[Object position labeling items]
====
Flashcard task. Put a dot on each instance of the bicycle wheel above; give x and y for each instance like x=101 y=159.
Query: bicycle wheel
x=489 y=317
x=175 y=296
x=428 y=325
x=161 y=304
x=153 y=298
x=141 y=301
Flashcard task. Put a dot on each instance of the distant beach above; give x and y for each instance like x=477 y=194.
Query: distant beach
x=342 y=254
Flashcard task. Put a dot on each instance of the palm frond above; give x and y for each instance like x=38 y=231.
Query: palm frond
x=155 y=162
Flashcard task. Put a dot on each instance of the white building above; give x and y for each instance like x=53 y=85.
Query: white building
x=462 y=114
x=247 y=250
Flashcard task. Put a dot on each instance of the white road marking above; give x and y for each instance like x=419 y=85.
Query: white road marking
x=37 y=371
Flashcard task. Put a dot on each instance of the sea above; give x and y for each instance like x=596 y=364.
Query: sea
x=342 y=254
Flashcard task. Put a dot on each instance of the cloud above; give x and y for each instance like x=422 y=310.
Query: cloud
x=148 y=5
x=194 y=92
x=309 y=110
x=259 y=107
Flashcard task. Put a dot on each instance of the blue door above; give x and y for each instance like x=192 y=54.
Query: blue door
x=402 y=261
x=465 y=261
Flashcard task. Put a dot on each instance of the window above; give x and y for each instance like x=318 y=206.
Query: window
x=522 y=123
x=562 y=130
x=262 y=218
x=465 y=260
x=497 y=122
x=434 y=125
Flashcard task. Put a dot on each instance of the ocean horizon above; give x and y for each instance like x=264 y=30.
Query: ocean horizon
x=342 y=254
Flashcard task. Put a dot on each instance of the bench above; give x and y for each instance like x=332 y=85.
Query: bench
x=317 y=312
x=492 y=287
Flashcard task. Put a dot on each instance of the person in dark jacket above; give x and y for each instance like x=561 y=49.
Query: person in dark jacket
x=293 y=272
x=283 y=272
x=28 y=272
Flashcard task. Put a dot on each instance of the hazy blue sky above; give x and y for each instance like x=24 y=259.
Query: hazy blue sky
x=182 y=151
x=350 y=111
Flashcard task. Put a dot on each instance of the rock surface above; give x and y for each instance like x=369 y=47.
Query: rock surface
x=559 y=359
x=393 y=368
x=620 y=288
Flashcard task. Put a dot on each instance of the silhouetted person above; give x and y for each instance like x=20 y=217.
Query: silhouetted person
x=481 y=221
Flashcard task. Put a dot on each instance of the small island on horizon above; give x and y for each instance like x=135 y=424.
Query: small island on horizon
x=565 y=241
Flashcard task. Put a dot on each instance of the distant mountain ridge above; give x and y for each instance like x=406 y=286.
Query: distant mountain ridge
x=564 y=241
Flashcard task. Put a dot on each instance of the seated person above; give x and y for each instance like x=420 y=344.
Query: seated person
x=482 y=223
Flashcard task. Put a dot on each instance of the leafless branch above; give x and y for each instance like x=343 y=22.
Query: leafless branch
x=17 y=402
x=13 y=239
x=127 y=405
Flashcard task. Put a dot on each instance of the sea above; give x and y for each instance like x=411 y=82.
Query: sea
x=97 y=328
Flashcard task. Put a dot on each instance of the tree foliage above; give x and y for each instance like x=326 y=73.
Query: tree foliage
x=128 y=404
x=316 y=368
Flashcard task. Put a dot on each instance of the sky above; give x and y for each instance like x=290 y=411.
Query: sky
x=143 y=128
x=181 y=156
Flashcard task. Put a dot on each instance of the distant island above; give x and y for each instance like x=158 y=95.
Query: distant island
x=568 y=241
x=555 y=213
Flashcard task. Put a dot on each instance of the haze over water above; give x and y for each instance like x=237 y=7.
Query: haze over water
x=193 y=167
====
### [Exercise prompt]
Reproduce the items above line for line, with no changes.

### [Answer to this task]
Flashcard task. Put a dot on each instance of the bicycle wheel above; give x and y for each instance like x=101 y=159.
Query: bicycle wheel
x=489 y=317
x=175 y=296
x=428 y=325
x=161 y=304
x=153 y=298
x=141 y=301
Flashcard task. Put a dot on each instance of the distant beach above; give x and y for each instance like x=477 y=194.
Query: distant beach
x=342 y=254
Flashcard task. Put a dot on each instance of the palm frond above; give x and y for each instance like x=38 y=231.
Query: palm frond
x=155 y=162
Flashcard task. Put a dot on each instance of the white building above; give x and y for each instance like x=53 y=85.
Query: white building
x=462 y=114
x=247 y=250
Flashcard task. Put a dot on each instance of the white road marking above; give x and y for each instance like x=419 y=85.
Query: white road marking
x=37 y=371
Flashcard task. Put a dot on each instance of the sea above; give x and y for each instance like x=596 y=364.
Query: sea
x=342 y=254
Flashcard task. Put a dot on each instance of the cloud above; give x and y for each instance like x=422 y=310.
Query: cloud
x=148 y=5
x=194 y=92
x=309 y=110
x=259 y=107
Flashcard task. Put a dot on each instance of the blue door above; give x and y for each instance like x=192 y=54.
Query: blue door
x=402 y=261
x=465 y=261
Flashcard task. Put a dot on each instance of the window above; give x and y for each instance like x=318 y=206.
Query: window
x=522 y=123
x=562 y=130
x=262 y=218
x=465 y=260
x=497 y=122
x=434 y=125
Flashcard task. Put a dot on each instance of the ocean horizon above; give x and y for each instance like x=264 y=30.
Query: ocean horizon
x=342 y=254
Flashcard task. Put a dot on each instance of the bench above; give x and y for each instance like x=332 y=85.
Query: bench
x=317 y=312
x=492 y=287
Flashcard task. Put a dot on each instance of the person in dark jacket above; give x and y for each instance like x=561 y=49.
Query: person in dark jacket
x=293 y=272
x=283 y=272
x=28 y=272
Flashcard task. Put a dot on each instance of the hazy blue sky above; give x and y for each instance like x=24 y=259.
Query: hazy blue sky
x=182 y=151
x=350 y=111
Flashcard task. Put a dot on each instance of the rock surface above; give x and y for each instance like x=369 y=47.
Query: rock surface
x=559 y=359
x=393 y=368
x=620 y=288
Flashcard task. Put a dot on each instance of the silhouetted person above; give x and y for each instance like x=20 y=217.
Query: silhouetted person
x=481 y=221
Flashcard task. Put a dot on each instance of the small island on horizon above; give x and y for each instance like x=135 y=424.
Query: small island on horizon
x=565 y=241
Flashcard task. Put a dot on each instance of the distant mountain ridge above; give x and y for each instance like x=406 y=286.
Query: distant mountain ridge
x=564 y=241
Flashcard task. Put a dot on each instance of the seated person above; give x and y for each instance like x=420 y=344.
Query: seated person
x=482 y=223
Flashcard task. Put a dot on each instance of the leafless branch above; give x and y for each instance like x=343 y=22.
Query: leafless branch
x=17 y=402
x=13 y=239
x=127 y=405
Flashcard task. Put a dot on each instance of the sea above; give x and y for each instance like x=411 y=82.
Query: sea
x=97 y=328
Flashcard task. Put a dot on each instance of the tree foliage above; give x and y for each instance like x=326 y=73.
Query: tree foliage
x=128 y=404
x=316 y=368
Flashcard task. Put a dot on each instance of the sky above; give x and y for each instance like x=290 y=411.
Query: sky
x=143 y=128
x=181 y=156
Flashcard task. Put a dot on each instance of the distant island above; give x and y for each instance like x=158 y=95.
Query: distant island
x=568 y=241
x=555 y=213
Flashcard task. Put a dot on each instance of the haze over water above; give x and y for each instance like x=237 y=7.
Query: haze over water
x=193 y=167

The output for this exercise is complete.